Records supplied
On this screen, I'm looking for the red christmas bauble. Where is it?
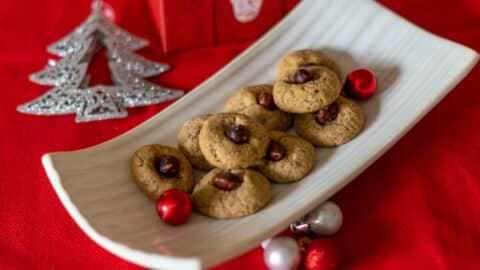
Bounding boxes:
[343,68,377,100]
[157,188,192,225]
[303,239,340,270]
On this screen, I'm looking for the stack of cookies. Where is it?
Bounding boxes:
[131,50,364,218]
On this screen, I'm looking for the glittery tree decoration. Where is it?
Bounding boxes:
[17,1,183,122]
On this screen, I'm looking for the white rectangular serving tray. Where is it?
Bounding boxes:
[42,0,478,269]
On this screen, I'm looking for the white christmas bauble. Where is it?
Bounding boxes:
[305,201,343,235]
[263,236,301,270]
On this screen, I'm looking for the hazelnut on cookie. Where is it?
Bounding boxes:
[225,84,292,130]
[294,96,365,146]
[192,168,272,219]
[258,131,316,183]
[273,66,342,113]
[198,113,269,169]
[130,144,194,200]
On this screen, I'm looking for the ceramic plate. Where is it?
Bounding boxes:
[42,0,478,269]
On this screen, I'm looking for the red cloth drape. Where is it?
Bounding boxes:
[0,0,480,269]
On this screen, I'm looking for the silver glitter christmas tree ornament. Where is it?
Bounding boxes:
[17,1,183,122]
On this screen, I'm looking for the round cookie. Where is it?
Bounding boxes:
[258,131,316,183]
[273,66,342,113]
[130,144,194,200]
[192,168,272,219]
[277,50,342,81]
[198,113,269,169]
[225,84,292,130]
[294,96,365,146]
[177,115,213,170]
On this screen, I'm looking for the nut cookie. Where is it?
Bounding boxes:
[130,144,194,200]
[198,113,269,169]
[225,84,292,130]
[192,168,272,219]
[258,131,316,183]
[273,66,341,113]
[277,49,342,81]
[294,96,365,146]
[177,115,213,170]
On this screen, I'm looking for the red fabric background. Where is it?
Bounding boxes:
[0,0,480,269]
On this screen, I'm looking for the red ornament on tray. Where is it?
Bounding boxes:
[303,239,340,270]
[157,189,192,225]
[343,68,377,100]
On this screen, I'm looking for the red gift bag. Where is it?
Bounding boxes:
[149,0,299,52]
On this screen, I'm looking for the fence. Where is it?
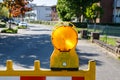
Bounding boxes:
[88,25,120,37]
[0,60,95,80]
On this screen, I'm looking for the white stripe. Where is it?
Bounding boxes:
[0,76,20,80]
[46,76,72,80]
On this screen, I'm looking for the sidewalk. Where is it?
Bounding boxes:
[77,40,120,80]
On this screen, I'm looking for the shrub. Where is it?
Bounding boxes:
[1,28,18,33]
[18,26,27,29]
[0,22,6,28]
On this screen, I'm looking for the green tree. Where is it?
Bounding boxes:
[57,0,100,21]
[0,3,8,17]
[85,3,103,23]
[57,0,73,21]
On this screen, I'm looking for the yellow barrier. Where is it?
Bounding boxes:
[0,60,95,80]
[0,23,96,80]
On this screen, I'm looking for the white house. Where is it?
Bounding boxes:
[113,0,120,23]
[27,5,52,21]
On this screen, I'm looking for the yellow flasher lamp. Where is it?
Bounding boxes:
[50,22,79,70]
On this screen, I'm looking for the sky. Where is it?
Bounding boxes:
[32,0,57,6]
[0,0,57,6]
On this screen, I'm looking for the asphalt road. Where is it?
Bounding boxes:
[0,24,120,80]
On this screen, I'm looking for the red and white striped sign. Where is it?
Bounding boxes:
[0,76,84,80]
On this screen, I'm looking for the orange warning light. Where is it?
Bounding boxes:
[52,26,78,52]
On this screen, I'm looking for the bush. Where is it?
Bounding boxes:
[0,22,6,28]
[18,26,27,29]
[1,28,18,33]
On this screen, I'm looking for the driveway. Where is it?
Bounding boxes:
[0,24,120,80]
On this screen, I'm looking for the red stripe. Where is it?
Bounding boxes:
[20,76,46,80]
[72,77,84,80]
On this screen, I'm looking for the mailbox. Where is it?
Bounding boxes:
[50,22,79,70]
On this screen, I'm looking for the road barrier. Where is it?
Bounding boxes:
[0,60,95,80]
[0,23,96,80]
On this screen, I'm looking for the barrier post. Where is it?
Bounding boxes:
[0,21,96,80]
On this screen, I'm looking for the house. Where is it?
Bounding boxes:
[100,0,120,23]
[51,5,59,21]
[26,5,52,21]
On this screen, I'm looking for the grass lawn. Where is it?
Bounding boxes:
[100,36,117,46]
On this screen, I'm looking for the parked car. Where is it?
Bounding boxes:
[18,22,28,27]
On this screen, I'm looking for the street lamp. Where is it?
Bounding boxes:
[3,0,15,29]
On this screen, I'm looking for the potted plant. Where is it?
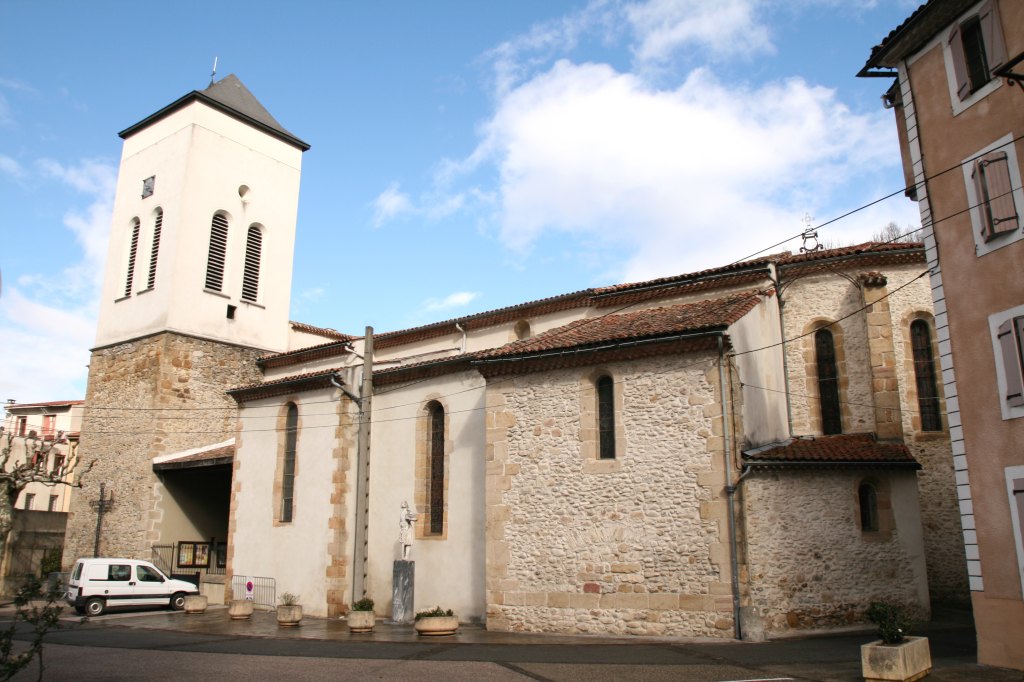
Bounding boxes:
[278,592,302,628]
[348,597,377,632]
[227,599,253,621]
[414,606,459,637]
[184,594,207,613]
[860,601,932,682]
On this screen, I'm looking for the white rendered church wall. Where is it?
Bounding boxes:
[368,371,485,621]
[229,389,342,616]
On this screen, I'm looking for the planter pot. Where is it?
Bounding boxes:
[860,637,932,682]
[227,599,253,621]
[348,611,377,632]
[185,594,207,613]
[278,604,302,628]
[416,615,459,637]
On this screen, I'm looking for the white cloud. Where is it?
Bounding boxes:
[421,291,480,312]
[374,182,413,227]
[0,155,116,401]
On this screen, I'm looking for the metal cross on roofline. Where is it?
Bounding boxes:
[800,213,822,253]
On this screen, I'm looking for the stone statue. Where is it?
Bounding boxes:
[398,502,417,561]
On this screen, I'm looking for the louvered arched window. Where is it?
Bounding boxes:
[145,209,164,289]
[242,225,263,303]
[814,329,843,434]
[910,319,942,431]
[125,218,141,296]
[206,213,227,291]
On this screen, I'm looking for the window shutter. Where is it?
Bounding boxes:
[206,214,227,291]
[145,211,164,289]
[125,218,140,296]
[242,225,263,303]
[947,25,971,101]
[978,2,1007,74]
[974,152,1020,241]
[995,316,1024,408]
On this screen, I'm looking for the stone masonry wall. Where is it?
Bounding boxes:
[63,333,262,566]
[486,353,733,637]
[783,263,968,601]
[743,471,918,636]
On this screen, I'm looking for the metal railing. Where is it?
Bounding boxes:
[231,576,278,608]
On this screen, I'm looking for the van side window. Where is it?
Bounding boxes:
[106,563,131,581]
[135,564,164,583]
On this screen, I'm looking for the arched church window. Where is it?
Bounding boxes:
[910,319,942,431]
[857,483,879,532]
[125,218,141,296]
[814,329,843,434]
[206,213,227,291]
[597,375,615,460]
[145,209,164,289]
[427,401,444,536]
[242,225,263,303]
[281,402,299,523]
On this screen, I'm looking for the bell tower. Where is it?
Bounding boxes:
[65,76,309,570]
[96,75,309,351]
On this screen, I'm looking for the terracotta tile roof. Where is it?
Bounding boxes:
[743,433,921,469]
[226,368,341,402]
[857,0,976,77]
[3,400,85,411]
[153,441,234,471]
[289,319,361,341]
[478,291,762,358]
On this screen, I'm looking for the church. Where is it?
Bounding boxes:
[65,76,967,640]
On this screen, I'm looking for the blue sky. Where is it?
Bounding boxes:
[0,0,919,402]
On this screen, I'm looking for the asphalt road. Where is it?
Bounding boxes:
[0,612,1024,682]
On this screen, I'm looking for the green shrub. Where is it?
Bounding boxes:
[416,606,455,621]
[867,601,913,644]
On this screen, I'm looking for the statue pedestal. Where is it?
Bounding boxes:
[391,559,416,625]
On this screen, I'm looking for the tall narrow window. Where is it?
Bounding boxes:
[999,316,1024,405]
[597,376,615,460]
[206,213,227,291]
[125,218,140,296]
[281,402,299,523]
[857,483,879,531]
[428,402,444,536]
[242,225,263,303]
[971,152,1020,242]
[145,209,164,289]
[814,329,843,434]
[910,319,942,431]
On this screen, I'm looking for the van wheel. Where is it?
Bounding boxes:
[85,597,106,615]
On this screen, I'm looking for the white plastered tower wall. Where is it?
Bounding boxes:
[96,82,303,351]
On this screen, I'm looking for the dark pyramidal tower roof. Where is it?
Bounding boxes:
[118,74,309,152]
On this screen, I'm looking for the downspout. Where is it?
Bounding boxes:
[772,264,793,438]
[455,323,468,354]
[352,327,374,602]
[718,333,743,640]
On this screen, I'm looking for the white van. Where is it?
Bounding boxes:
[65,558,199,615]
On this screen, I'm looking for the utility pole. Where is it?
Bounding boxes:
[352,327,374,601]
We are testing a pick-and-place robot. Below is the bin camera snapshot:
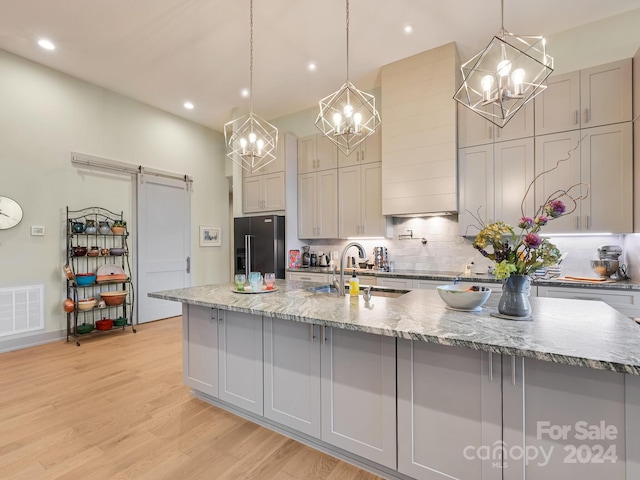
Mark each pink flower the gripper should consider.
[518,217,533,228]
[523,233,542,249]
[544,200,566,218]
[534,215,549,226]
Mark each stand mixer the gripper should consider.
[591,245,628,280]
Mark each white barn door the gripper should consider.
[136,174,191,323]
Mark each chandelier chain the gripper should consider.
[249,0,253,113]
[347,0,349,83]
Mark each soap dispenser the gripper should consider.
[349,268,360,297]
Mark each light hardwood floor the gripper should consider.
[0,317,379,480]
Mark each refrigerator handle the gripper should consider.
[244,235,252,281]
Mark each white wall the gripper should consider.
[0,51,229,350]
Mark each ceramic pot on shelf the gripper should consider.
[84,220,98,235]
[98,222,111,235]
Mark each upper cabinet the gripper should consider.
[534,59,632,135]
[298,133,338,175]
[338,127,382,167]
[242,134,295,213]
[382,43,459,215]
[458,103,534,148]
[535,122,633,233]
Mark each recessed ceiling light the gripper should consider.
[38,38,56,50]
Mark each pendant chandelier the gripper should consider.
[224,0,278,173]
[316,0,380,155]
[453,0,553,128]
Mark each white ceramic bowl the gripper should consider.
[437,284,491,310]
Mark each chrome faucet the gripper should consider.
[334,242,367,296]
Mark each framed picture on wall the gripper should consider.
[200,225,222,247]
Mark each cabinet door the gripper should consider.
[298,173,318,238]
[321,328,396,469]
[457,104,497,148]
[219,310,263,415]
[378,277,413,290]
[316,168,338,238]
[580,122,633,233]
[493,138,536,225]
[534,72,580,135]
[502,355,624,480]
[242,175,264,213]
[494,100,544,143]
[458,144,494,236]
[262,172,285,211]
[298,135,317,174]
[360,162,387,237]
[264,317,320,438]
[580,58,632,128]
[338,165,362,238]
[182,304,218,397]
[398,339,502,480]
[535,130,581,233]
[315,133,338,170]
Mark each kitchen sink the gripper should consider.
[307,284,411,298]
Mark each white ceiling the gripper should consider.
[0,0,640,130]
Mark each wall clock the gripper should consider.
[0,195,22,230]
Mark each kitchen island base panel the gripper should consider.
[191,389,415,480]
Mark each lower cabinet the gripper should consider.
[398,339,504,480]
[502,355,640,480]
[321,328,396,469]
[398,340,640,480]
[218,310,263,415]
[264,317,320,438]
[182,304,218,397]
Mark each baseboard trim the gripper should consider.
[0,330,67,353]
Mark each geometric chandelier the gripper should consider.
[224,0,278,173]
[453,0,553,128]
[316,0,380,155]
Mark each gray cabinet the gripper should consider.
[264,317,320,438]
[398,339,502,480]
[502,355,640,480]
[321,328,396,469]
[218,310,263,415]
[182,304,218,397]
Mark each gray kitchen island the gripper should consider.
[149,280,640,480]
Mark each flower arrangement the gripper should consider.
[473,142,589,280]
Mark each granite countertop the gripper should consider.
[287,267,640,291]
[149,280,640,375]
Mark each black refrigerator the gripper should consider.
[233,215,286,278]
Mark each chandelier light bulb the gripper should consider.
[511,68,526,95]
[353,112,362,133]
[496,60,511,77]
[333,112,342,128]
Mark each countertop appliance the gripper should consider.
[233,215,286,278]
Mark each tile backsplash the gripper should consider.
[308,216,640,279]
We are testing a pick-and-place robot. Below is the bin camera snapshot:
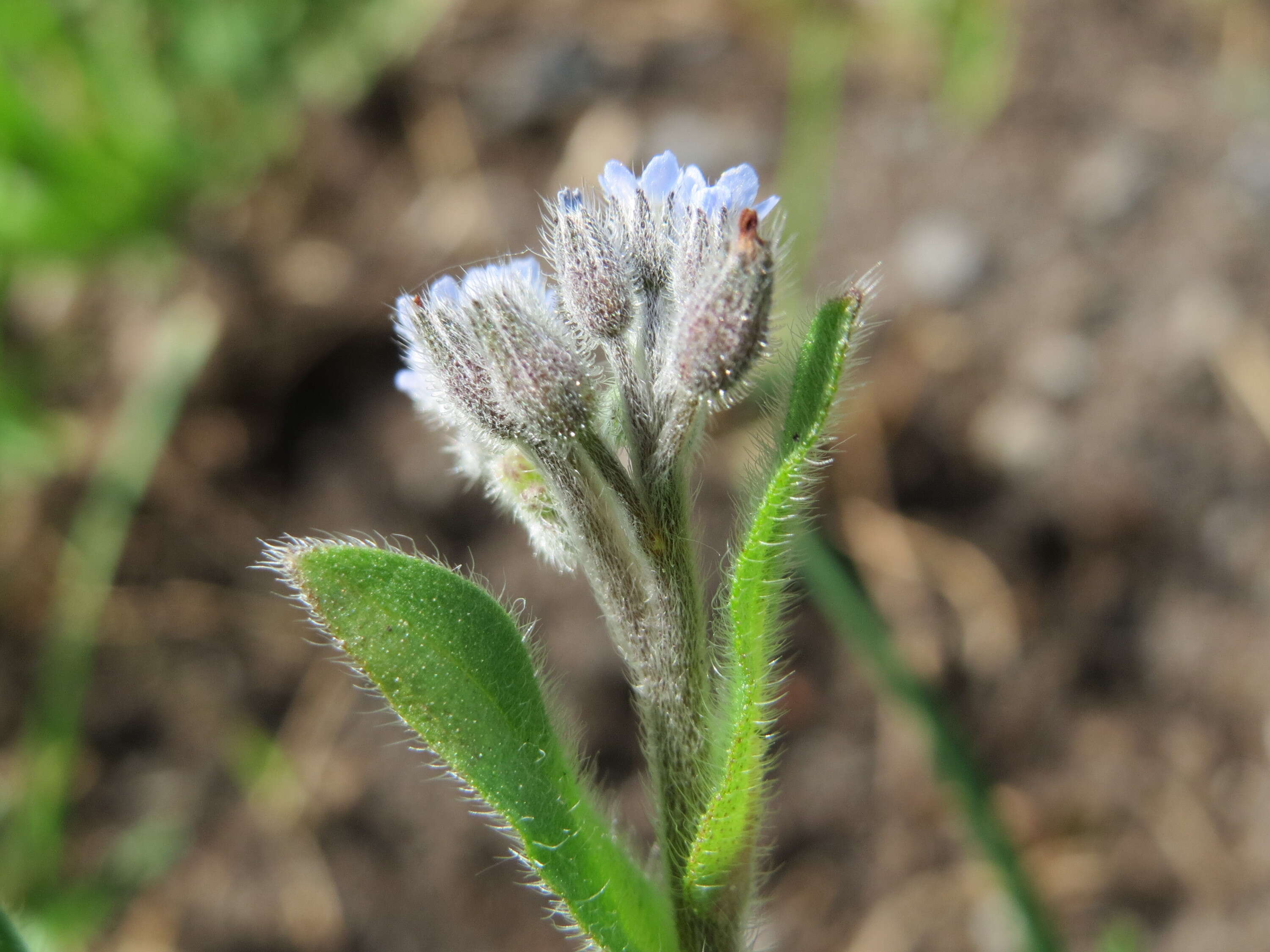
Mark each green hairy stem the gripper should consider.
[687,289,862,928]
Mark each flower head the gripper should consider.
[396,152,779,564]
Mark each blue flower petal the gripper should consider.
[428,274,460,303]
[639,151,679,202]
[503,255,542,287]
[674,165,706,208]
[718,162,758,211]
[599,159,638,202]
[696,185,732,218]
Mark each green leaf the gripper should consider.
[269,539,677,952]
[687,287,866,909]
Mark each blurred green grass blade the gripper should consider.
[0,905,27,952]
[0,0,448,254]
[933,0,1015,127]
[686,297,864,911]
[795,532,1063,952]
[776,3,855,310]
[0,298,218,897]
[271,542,676,952]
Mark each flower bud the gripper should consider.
[488,446,578,571]
[551,188,635,340]
[462,258,594,443]
[667,208,775,397]
[396,286,517,442]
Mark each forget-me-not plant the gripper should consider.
[269,152,871,952]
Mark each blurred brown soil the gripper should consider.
[7,0,1270,952]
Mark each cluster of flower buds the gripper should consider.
[396,152,777,562]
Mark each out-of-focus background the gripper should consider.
[0,0,1270,952]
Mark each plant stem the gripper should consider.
[796,533,1063,952]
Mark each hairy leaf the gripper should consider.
[272,541,676,952]
[687,287,866,909]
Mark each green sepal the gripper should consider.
[686,287,864,914]
[269,539,677,952]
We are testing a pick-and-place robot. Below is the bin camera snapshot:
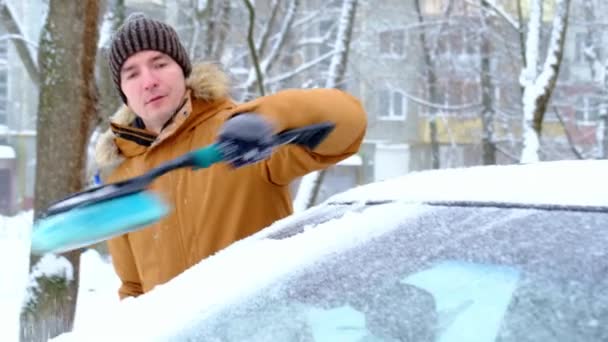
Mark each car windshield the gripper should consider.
[170,206,608,341]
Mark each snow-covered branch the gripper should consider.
[264,50,336,85]
[245,0,299,92]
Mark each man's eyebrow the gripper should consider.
[152,53,168,62]
[120,65,135,73]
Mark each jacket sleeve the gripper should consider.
[108,235,143,299]
[232,89,367,185]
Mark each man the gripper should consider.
[96,15,366,298]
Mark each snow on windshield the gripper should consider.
[329,160,608,206]
[54,204,430,341]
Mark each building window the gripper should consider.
[0,40,8,125]
[378,90,407,120]
[380,29,407,57]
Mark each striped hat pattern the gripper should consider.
[109,13,192,103]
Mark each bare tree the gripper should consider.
[22,0,99,341]
[414,0,452,169]
[520,0,570,163]
[480,0,496,165]
[294,0,357,210]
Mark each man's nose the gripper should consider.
[142,69,158,90]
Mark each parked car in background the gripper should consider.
[57,161,608,342]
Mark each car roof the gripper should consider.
[328,160,608,208]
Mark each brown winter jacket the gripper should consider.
[96,64,366,298]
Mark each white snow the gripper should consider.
[328,160,608,206]
[338,154,363,166]
[25,251,74,303]
[74,249,120,330]
[0,211,120,342]
[53,204,429,342]
[0,145,17,159]
[0,212,32,342]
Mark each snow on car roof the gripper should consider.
[328,160,608,206]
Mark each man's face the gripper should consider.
[120,50,186,133]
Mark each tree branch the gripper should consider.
[243,0,265,96]
[553,106,585,159]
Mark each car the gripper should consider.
[57,160,608,341]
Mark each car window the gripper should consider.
[170,206,608,341]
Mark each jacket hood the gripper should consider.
[95,63,228,178]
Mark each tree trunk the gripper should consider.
[0,1,40,85]
[415,0,441,169]
[21,0,99,341]
[96,0,126,127]
[480,0,496,165]
[243,0,266,96]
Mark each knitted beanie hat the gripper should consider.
[109,13,192,103]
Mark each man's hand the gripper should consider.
[218,113,274,167]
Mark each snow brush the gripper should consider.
[31,123,334,255]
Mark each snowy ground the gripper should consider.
[0,212,120,342]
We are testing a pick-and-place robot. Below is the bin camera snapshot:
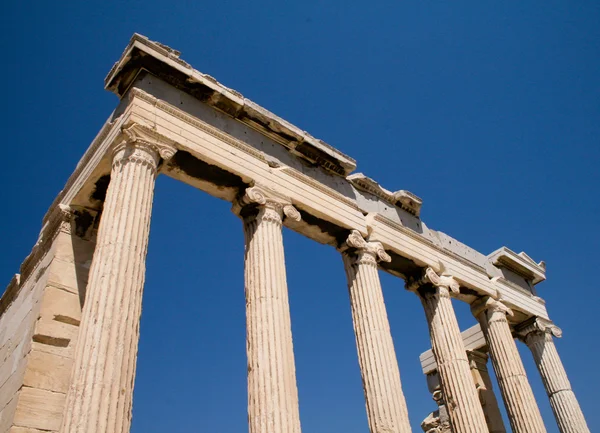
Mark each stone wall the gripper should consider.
[0,213,94,433]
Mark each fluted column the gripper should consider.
[61,124,175,433]
[517,318,590,433]
[467,350,506,433]
[407,268,488,433]
[471,296,546,433]
[342,230,411,433]
[233,187,300,433]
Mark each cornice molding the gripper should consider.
[119,122,177,161]
[346,173,423,217]
[406,267,460,295]
[343,230,392,263]
[487,247,546,285]
[231,185,301,222]
[515,317,562,340]
[471,296,515,318]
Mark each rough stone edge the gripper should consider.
[104,33,356,176]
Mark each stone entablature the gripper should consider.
[32,35,547,321]
[0,34,587,433]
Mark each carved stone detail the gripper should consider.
[121,122,177,161]
[61,135,158,433]
[342,230,411,433]
[346,230,392,266]
[237,186,300,433]
[515,317,590,433]
[406,268,487,433]
[231,185,301,224]
[406,267,460,296]
[471,297,546,433]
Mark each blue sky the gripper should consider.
[0,0,600,433]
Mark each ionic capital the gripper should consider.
[342,230,392,265]
[406,267,460,296]
[231,185,301,222]
[112,122,177,168]
[515,317,562,343]
[471,296,515,317]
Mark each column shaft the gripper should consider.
[243,191,300,433]
[525,331,590,433]
[467,350,506,433]
[342,231,411,433]
[473,298,546,433]
[62,144,164,433]
[421,287,488,433]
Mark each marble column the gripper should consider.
[471,296,546,433]
[233,186,300,433]
[406,268,488,433]
[467,350,506,433]
[61,124,176,433]
[342,230,411,433]
[517,317,590,433]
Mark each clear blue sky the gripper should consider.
[0,0,600,433]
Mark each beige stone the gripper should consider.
[14,387,65,431]
[342,230,411,433]
[467,350,506,433]
[0,34,585,433]
[234,187,300,433]
[407,268,487,433]
[518,317,590,433]
[471,297,546,433]
[62,131,175,433]
[23,350,73,394]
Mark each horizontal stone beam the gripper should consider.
[419,324,487,374]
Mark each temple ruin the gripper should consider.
[0,34,589,433]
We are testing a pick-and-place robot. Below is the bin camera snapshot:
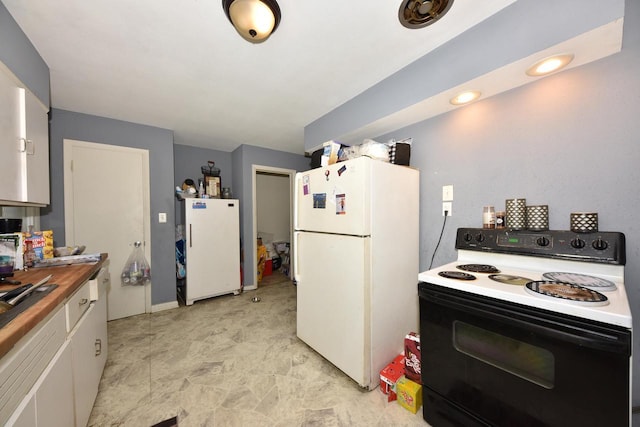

Your goal
Which lines in the data above contain the string "light"? Collect every such line in full, treating uppercase and lowercase as different.

Written response
On this screen, I'm looking for the orange warning light. Where is it?
Mark each light hardwood floor the gripper should consider.
Mark each recessed ceiling light the gripper should consider.
Mark each chandelier light bulb the gripper should consider.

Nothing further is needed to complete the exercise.